>> Start Records provided

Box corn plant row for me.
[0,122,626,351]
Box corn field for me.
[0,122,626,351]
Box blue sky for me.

>> End Records provided
>> Start Records provided

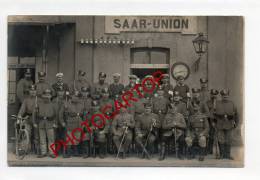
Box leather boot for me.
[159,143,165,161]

>> End Records provided

Exercise goal:
Gather every line of the data above that contains the string "corn", and copy each such line in full. Treat the match as case-sensitive.

Response to this exercise:
Box corn plant row for me.
Box corn field for me.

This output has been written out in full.